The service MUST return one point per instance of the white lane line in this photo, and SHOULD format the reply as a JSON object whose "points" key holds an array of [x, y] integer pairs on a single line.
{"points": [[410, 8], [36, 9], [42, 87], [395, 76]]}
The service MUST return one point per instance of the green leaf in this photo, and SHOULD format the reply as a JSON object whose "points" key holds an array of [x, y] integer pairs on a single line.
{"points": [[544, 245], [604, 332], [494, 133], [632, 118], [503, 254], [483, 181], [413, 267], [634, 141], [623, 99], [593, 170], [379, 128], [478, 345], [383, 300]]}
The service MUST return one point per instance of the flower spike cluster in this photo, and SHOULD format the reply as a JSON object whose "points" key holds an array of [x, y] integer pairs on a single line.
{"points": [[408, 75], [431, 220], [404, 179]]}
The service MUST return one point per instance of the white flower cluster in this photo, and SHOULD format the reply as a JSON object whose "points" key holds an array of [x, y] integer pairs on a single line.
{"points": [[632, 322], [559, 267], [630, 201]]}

_Problem statement:_ Lay out every item above as a Markdown table with the columns Row and Line, giving each line its own numbered row and leaving out blank lines.

_Complete response:_
| Row | Line |
|---|---|
| 1 | The service MUST return one point per instance of the white lane line in this photo, and SHOULD format the reply as a JSON object whose "points" key holds an array of [x, y] integer pairs on a single line. |
| 2 | {"points": [[410, 8], [36, 9], [42, 87], [395, 76]]} |
| 3 | The service MUST return one point per instance of the green leaf in this photo, and SHOULD format the reply as a JSON object whose "points" key holds an array of [x, y] integer pairs on a single line. |
| 4 | {"points": [[544, 245], [604, 332], [494, 133], [632, 118], [503, 254], [483, 181], [413, 267], [634, 141], [623, 99], [593, 170], [379, 128], [478, 345], [383, 300]]} |
| 5 | The service MUST return one point per instance of the flower spike cluster in this photo, and SHOULD format the reply as a JSON object whose "points" key holds an array of [x, y] integer pairs on a single line. |
| 6 | {"points": [[408, 75], [431, 220], [404, 179]]} |
| 7 | The service MUST return one point per instance of the white flower cluster in this photo, and SHOULD format the reply as a JSON object whose "points" key holds an array of [x, y] integer pairs on a single line. |
| 8 | {"points": [[632, 322], [559, 267], [630, 201]]} |